MATERIAL PROVIDED section start

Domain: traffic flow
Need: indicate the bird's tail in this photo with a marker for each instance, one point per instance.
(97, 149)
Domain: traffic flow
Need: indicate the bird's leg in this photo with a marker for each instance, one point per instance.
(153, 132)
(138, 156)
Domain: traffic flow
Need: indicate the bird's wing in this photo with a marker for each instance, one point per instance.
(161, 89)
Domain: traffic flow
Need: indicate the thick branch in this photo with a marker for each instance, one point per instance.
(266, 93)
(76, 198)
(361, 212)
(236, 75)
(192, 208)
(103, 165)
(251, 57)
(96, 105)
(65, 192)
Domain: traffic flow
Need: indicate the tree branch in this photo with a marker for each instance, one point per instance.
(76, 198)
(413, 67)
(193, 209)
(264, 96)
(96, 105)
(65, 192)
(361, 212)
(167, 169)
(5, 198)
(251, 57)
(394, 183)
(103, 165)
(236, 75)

MATERIAL PROVIDED section end

PROBLEM DETAILS =>
Transcribe all the data word for word, as it appears above.

ANSWER TO THE EXERCISE =>
Domain: traffic flow
Need: indicate the bird's tail in this photo with a marker for each instance, one point per instance.
(97, 149)
Domain: traffic flow
Need: indicate the bird's leg in this photo with a marker for each instance, one point per instance.
(153, 132)
(138, 156)
Domain: traffic flow
Need: indicate the bird's wing in this photo with a marker for each instance, one point per instance.
(161, 89)
Domain: traffic flow
Need: indicate the thick branch in this photo with a marker for each instance, one point per instance.
(266, 93)
(76, 198)
(361, 212)
(236, 75)
(192, 208)
(103, 165)
(251, 57)
(96, 105)
(65, 192)
Domain: traffic flow
Need: indicate the tree branch in this photo with a marker for each instance, one point per instance.
(76, 198)
(413, 67)
(193, 209)
(264, 96)
(96, 105)
(65, 192)
(361, 212)
(167, 169)
(5, 198)
(251, 57)
(394, 183)
(103, 165)
(236, 75)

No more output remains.